──────── Excerpt provided

So, I need to tear myself away from an unexpected but entertaining Smiths quote-fest on Facebook, and do something worthwhile.
With a head as clear as one of Angharad Lliar’s paintings, and with SSiW volunteers rushing to send me down to the dole queue, that means finishing this meandering story (rather than doing any actual work). In fact – please tell me that all this is inspiring you to want to learn a new language, and to use our courses to do so, and let me pretend that my raging self-indulgence is in fact of value…:-)
So there I was, living in Porthmadog through the medium of Welsh, slipping haphazardly in and out of a variety of moderately peculiar jobs. I can honestly promise you that I will never forget a meeting in Belfast to persuade some fungus academics that we were the right people to project manage a large scale fungus identification programme for them. My friend Paddy (who was an art historian by trade) and I explained that we would be hiring in the necessary expertise, but I did try to encourage them by letting them know that I was at least extremely fond of eating mushrooms. They didn’t quite laugh. In fact, I’ve never heard such a heavy, offended, academic silence. It still amazes me that they gave us the job, and I can only suppose that no-one else even submitted a bid.
I’d also joined Cymuned, and eventually ended up working in Gwynedd Council, and the world around me became a world where speaking Welsh was normal. Then, of course, I made the best decision of my life – I met and married Catrin.
Well, to be precise, she bought me for a tenner from Pishyn.com, which I think was a bargain.
And no, I didn’t marry her just as another opportunity to practise my Welsh, as she sometimes hints darkly. It was her hair, and the way she swung when she walked, and the heart of gold that colours everything she does.
But it was also very much the finishing touch for my Welsh, that much is true…;-)
Now, that might (to your relief) have been the end of this particularly story – I was more than willing to believe that I was dreadful at learning languages, and that some kind of fluke had happened with Welsh – I even persuaded myself that the fact I’d been in Cwm Cynllwyd and y Felinheli for the first two years of my life meant that I had re-acquired Welsh in the first language sector of my brain.
That was a persuasive idea when research scientists like Steven Pinker thought that the brain processed the mother tongue in one part of the brain, and all other learnt languages in one other part of the brain. New work in neuroplasticity, however, seems to suggest that no two people process any language in exactly the same part of the brain, so my neat little theory is busy falling by the wayside.
Which left me with a puzzle.
Why did I have so much more grammatical understanding of Arabic, and know so many more words in Italian, and yet could only speak Welsh?
My confusion was heightened when I bought a Michel Thomas Spanish course.

────────────────

→ Jobs:
A. Translate this sentence from the post about learning Welsh into German: "My confusion was heightened when I bought a Michel Thomas Spanish course."
B. In the post about learning Welsh, what town was the writer living in through the medium of Welsh?
C. From the post about learning Welsh, return the passage starting at "I’d also joined" and ending at "much is true…;-)".

──────── Supplied material

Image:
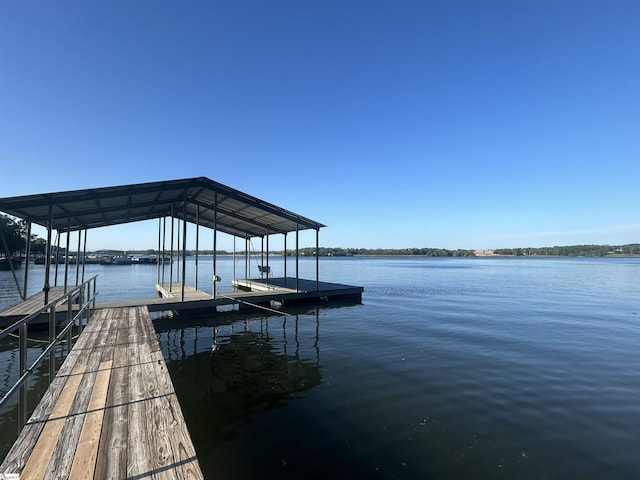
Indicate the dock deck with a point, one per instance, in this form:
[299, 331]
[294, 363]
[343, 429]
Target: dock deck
[111, 411]
[17, 311]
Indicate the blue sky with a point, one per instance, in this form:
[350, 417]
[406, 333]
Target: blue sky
[453, 124]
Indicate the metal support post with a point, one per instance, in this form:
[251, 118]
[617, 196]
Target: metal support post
[47, 261]
[78, 257]
[55, 280]
[84, 253]
[184, 246]
[66, 259]
[215, 246]
[52, 336]
[23, 369]
[25, 285]
[197, 242]
[317, 259]
[171, 256]
[297, 257]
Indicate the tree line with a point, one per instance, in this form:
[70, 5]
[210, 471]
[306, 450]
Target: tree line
[573, 251]
[350, 252]
[14, 232]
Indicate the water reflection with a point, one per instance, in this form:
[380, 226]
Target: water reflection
[36, 385]
[227, 371]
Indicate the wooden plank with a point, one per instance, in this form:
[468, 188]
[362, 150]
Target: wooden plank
[44, 448]
[62, 459]
[170, 421]
[112, 450]
[172, 450]
[137, 440]
[84, 462]
[22, 448]
[119, 418]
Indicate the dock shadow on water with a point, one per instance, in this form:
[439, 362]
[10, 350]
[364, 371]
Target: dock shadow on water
[231, 374]
[36, 385]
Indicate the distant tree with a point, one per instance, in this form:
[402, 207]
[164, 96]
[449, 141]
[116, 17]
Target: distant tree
[13, 232]
[38, 245]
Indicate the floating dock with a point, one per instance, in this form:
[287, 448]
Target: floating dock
[111, 411]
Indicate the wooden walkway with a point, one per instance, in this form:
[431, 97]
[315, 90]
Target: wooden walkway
[111, 411]
[19, 310]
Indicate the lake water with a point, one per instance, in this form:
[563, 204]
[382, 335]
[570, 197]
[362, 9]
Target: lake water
[450, 368]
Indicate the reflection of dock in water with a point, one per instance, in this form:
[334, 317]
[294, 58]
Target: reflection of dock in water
[225, 373]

────────────────

→ Final answers:
A. Meine Verwirrung wurde noch größer, als ich einen Spanischkurs von Michel Thomas kaufte.

B. Porthmadog.

C.
I’d also joined Cymuned, and eventually ended up working in Gwynedd Council, and the world around me became a world where speaking Welsh was normal. Then, of course, I made the best decision of my life – I met and married Catrin.
Well, to be precise, she bought me for a tenner from Pishyn.com, which I think was a bargain.
And no, I didn’t marry her just as another opportunity to practise my Welsh, as she sometimes hints darkly. It was her hair, and the way she swung when she walked, and the heart of gold that colours everything she does.
But it was also very much the finishing touch for my Welsh, that much is true…;-)